### Elenco dei compiti:
(A) Ricopia dall'articolo su Civitavecchia il passo che va da "A me sembra, per" fino a "come fatto naturale!" incluso.
(B) Riscrivi in forma più breve il paragrafo dell'articolo su Civitavecchia che comincia con "In secondo luogo, il territorio è il sistema economico", mantenendone i fatti principali.
(C) Quali cause della crisi di cittadinanza indica l'articolo su Civitavecchia?

--- Articolo ---

CIVITAVECCHIA E LA SUA VISIONE

di CARLO ALBERTO FALZETTI ♦

E’ un esercitazione fin troppo facile quella che trova realizzazione nella “parte distruttiva” a proposito dei problemi della nostra città.

Spazio Libero ha accolto in abbondanza pensieri articolati su questo tema. Più arduo tracciare qualcosa sulla “parte costruttiva”.

Recentemente la nuova nata Associazione “Vision 2030”ha esordito tentando di costruire una strategia del possibile per la città. Le osservazioni che seguono vanno lungo la traccia impressa da questa Associazione che ha dato luogo ad una serie di contributi che tenterò di inserire nell’insieme del mio discorso.

Civitavecchia (come altre realtà) soffre di una crisi di cittadinanza!

I sintomi di questa crisi sono ravvisabili nei seguenti: scarsa coscienza identitaria del luogo, (Tullio Nunzi ), brama distruttiva ovvero, in luogo di una positiva “distruzione creatrice” una sorta di storica maledizione che impedisce l’azione del secondo momento, la creazione ( Roberto Melchiorri).

Le cause della crisi sono, a mio parere, le seguenti: una bassa energia civica (scarsità di capitale sociale, cioè di reti relazionali; concetto sul quale si è soffermato con autorità Nicola Porro in questo blog), rapporti di potere ancora fortemente caratterizzati dal rapporto patrone-cliente.

Che cosa fare?

A me sembra, per quel poco che ho potuto leggere dai resoconti stampa, che la giornata di lavoro di “Vision 2030”abbia tentato di porre le basi per qualcosa che potremmo titolare come “fare società locale”.

Un termine , questo, che richiama un concetto a prima vista banale ma che si rivela, ove approfondito, molto complesso: il territorio”.

Un immediato chiarimento: il territorio non esiste come fatto naturale!

Il territorio è il frutto storico di una relazione sociale, economica, politica di una popolazione con il suo ambiente naturale.

Il territorio è tre cose insieme.

E’ il sistema sociale e culturale messo in piedi dagli abitanti. Abitare una città non è la stessa cosa che risiedere, che essere cioè un “attore muto”. E’ la “cultura del fare”( Luigi Landi). Un progetto locale degno di tale nome deve, allora, garantire una sostenibilità sociale e culturale. Questo significa autorganizzazione , una sorta di “patto di una pluralità di attori tesi alla ricostruzione della “municipalità”( di cui l’apparato amministrativo è solo un momento): i residenti devono farsi “abitanti”, attori parlanti, dotati di energia civica ( i “tavoli di lavoro” sono un principio utile di questa visione).

In secondo luogo, il territorio è il sistema economico. Un progetto locale deve garantire la sostenibilità economica. Le scelte , le grandi scelte sono state, fin qui, “paracadutate”. Scelte esogene, certamente da accettare, ma che hanno espropriato la decisionalità cittadina in merito alla modalità di avviamento degli investimenti o del controllo sulle ricadute ambientali.

--- Righe del dataset ---

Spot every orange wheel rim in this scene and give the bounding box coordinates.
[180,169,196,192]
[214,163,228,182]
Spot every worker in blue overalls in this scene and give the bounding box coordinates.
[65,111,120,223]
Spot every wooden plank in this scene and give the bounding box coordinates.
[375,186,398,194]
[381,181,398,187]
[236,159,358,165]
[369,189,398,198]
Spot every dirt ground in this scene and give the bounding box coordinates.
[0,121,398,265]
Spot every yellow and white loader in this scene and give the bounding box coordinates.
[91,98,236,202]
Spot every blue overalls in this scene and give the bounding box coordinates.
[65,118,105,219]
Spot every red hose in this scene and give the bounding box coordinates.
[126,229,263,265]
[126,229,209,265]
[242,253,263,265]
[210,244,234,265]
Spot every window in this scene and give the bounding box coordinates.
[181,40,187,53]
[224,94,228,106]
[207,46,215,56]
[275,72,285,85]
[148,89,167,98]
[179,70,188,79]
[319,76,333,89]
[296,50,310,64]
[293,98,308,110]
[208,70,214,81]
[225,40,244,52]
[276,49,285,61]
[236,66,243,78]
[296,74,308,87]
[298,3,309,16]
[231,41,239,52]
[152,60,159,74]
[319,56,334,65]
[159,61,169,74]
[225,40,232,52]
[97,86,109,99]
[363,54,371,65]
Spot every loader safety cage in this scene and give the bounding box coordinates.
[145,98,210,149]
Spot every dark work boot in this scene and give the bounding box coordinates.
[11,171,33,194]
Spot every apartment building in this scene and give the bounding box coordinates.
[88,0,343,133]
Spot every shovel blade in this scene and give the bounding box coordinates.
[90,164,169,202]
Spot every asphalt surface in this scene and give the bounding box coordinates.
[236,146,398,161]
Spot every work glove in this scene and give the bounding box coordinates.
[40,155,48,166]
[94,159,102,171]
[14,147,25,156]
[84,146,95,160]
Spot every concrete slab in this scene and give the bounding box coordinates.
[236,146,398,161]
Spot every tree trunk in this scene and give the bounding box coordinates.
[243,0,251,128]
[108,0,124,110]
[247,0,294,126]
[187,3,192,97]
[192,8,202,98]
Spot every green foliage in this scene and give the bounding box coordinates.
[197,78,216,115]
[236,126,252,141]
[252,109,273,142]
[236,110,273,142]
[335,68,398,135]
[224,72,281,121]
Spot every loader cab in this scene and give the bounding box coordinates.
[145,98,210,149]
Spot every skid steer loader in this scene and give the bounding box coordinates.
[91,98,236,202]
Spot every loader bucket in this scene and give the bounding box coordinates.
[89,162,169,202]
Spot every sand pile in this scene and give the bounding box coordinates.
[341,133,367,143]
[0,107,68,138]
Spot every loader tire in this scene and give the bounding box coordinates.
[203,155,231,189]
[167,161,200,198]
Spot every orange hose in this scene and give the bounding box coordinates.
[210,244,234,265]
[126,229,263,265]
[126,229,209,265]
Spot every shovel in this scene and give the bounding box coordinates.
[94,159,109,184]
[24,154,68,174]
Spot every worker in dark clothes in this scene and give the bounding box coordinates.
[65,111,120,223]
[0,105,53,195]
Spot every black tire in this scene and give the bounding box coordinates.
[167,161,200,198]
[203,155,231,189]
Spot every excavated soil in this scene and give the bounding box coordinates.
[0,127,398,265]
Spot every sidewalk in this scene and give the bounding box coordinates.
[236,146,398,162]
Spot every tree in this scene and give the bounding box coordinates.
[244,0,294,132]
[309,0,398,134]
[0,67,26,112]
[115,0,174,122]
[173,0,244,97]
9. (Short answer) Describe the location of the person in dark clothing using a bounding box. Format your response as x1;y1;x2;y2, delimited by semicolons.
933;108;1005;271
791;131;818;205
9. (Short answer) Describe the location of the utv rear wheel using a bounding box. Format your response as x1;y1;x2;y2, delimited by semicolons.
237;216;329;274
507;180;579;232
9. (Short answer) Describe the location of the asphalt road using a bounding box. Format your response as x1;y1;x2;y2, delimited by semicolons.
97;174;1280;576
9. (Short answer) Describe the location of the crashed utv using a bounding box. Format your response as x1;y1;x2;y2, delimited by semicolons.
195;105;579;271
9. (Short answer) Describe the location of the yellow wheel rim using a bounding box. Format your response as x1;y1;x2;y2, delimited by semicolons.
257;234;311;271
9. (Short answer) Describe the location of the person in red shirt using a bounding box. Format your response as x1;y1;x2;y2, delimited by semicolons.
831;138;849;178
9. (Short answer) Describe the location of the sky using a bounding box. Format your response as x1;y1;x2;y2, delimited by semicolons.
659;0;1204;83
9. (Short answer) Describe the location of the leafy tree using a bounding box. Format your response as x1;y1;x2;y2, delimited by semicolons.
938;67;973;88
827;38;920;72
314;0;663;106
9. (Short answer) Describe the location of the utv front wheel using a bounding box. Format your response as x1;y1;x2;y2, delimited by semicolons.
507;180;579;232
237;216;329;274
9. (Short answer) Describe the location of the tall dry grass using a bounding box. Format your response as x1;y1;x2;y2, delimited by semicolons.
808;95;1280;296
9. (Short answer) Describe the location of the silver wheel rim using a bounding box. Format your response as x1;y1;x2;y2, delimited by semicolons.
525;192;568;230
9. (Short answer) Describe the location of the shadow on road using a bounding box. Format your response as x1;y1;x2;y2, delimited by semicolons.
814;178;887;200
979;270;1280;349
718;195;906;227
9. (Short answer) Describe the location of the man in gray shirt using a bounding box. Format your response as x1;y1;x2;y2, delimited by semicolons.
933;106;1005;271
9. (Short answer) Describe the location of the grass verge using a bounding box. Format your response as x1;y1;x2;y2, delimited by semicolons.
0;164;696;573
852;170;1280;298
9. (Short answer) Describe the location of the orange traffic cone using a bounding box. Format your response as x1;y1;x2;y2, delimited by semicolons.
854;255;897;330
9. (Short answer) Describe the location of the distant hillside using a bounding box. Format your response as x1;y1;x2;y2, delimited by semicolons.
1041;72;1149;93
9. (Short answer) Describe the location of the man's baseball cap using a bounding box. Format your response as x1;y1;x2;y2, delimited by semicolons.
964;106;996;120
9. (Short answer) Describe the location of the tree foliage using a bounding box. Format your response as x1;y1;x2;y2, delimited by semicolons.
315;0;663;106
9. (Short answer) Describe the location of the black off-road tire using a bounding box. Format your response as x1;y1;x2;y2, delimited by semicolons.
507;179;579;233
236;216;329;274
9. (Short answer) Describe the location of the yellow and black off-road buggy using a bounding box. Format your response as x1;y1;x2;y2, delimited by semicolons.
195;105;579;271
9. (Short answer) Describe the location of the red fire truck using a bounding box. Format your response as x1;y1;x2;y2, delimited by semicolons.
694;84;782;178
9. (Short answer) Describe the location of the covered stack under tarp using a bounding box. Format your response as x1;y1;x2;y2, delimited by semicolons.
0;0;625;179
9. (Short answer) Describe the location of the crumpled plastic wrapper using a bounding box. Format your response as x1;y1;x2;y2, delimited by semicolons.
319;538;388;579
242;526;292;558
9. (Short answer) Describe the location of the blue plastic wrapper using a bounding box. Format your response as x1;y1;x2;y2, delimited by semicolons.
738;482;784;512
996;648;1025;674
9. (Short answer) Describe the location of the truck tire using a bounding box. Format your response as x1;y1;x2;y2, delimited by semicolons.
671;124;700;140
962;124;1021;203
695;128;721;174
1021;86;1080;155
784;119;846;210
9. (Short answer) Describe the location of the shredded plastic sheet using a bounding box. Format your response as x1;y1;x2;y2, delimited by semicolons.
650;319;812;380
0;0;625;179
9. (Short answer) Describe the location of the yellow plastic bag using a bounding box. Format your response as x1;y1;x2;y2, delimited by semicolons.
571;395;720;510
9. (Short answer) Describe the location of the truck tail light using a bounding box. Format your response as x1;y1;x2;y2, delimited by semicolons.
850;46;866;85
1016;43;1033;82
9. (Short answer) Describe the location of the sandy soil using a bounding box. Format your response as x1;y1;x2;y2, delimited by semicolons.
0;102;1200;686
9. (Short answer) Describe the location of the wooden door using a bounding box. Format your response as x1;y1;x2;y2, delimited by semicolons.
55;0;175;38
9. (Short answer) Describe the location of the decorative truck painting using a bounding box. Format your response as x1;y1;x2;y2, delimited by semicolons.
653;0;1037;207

---

### Soluzioni complete:
(A)
A me sembra, per quel poco che ho potuto leggere dai resoconti stampa, che la giornata di lavoro di “Vision 2030”abbia tentato di porre le basi per qualcosa che potremmo titolare come “fare società locale”.

Un termine , questo, che richiama un concetto a prima vista banale ma che si rivela, ove approfondito, molto complesso: il territorio”.

Un immediato chiarimento: il territorio non esiste come fatto naturale!

(B) Il territorio è anche il sistema economico, e un progetto locale deve garantirne la sostenibilità. Finora le grandi scelte sono state esogene, "paracadutate". Erano da accettare, ma hanno tolto alla città il potere di decidere come avviare gli investimenti e di controllarne le ricadute ambientali.

(C) Una bassa energia civica, cioè scarsità di capitale sociale, e rapporti di potere ancora fortemente caratterizzati dal rapporto patrone-cliente.